GOAL OF THE EXERCISE: Copy out the items below word for word, starting at the line that contains "Segment the dark" and continuing through the last line of the items, with both ends included.

(Rows from a dataset)
-- begin --
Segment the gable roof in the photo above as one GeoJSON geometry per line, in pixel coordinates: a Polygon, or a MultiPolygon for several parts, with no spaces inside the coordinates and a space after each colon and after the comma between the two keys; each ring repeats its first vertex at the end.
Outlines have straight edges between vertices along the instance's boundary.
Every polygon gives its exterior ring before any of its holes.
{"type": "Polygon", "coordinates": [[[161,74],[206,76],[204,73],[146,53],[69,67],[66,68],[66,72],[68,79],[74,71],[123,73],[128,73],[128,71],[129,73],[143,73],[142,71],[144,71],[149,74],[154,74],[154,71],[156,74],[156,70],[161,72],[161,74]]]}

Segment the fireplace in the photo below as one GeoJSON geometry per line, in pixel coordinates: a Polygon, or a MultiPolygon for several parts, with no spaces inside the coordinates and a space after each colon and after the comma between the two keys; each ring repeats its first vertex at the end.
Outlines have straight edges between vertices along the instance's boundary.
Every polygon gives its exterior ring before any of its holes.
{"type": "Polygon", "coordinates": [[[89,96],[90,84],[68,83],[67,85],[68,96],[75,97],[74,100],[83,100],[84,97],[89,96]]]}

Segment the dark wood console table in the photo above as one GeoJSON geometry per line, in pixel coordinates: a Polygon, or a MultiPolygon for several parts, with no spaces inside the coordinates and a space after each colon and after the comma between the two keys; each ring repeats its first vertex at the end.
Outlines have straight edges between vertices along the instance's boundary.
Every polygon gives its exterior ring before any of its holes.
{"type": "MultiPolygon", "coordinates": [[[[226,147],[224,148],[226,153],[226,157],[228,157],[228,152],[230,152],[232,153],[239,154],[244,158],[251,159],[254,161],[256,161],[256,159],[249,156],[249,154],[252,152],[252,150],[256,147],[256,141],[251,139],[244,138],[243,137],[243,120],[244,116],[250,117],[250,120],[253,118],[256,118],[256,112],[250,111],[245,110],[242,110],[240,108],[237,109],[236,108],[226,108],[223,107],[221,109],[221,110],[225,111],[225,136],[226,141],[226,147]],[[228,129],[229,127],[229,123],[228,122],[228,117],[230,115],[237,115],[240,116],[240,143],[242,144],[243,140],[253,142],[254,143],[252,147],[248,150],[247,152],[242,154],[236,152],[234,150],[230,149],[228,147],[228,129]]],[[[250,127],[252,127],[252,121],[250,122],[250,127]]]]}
-- end --
COMPLETE ANSWER:
Segment the dark wood console table in the photo above as one GeoJSON geometry per line, in pixel coordinates: a Polygon, or a MultiPolygon for several parts, with no spaces inside the coordinates and a space after each colon and after the comma between the two keys; each ring repeats its first vertex at the end.
Outlines have straight edges between vertices along the instance's boundary.
Every polygon gives its exterior ring before any of its holes.
{"type": "MultiPolygon", "coordinates": [[[[226,147],[224,148],[226,153],[226,157],[228,157],[228,152],[230,152],[232,153],[239,154],[244,158],[251,159],[254,161],[256,161],[256,159],[249,156],[249,154],[252,152],[252,150],[256,147],[256,141],[251,139],[244,138],[243,137],[243,120],[244,116],[250,117],[250,120],[253,118],[256,118],[256,112],[250,111],[245,110],[242,110],[240,108],[237,109],[236,108],[226,108],[223,107],[221,109],[221,110],[225,111],[225,136],[226,141],[226,147]],[[228,129],[229,127],[229,123],[228,122],[228,117],[230,115],[237,115],[240,116],[240,143],[242,144],[243,140],[253,142],[254,143],[252,147],[248,150],[247,152],[242,154],[236,152],[234,150],[230,149],[228,147],[228,129]]],[[[250,127],[252,127],[252,121],[250,122],[250,127]]]]}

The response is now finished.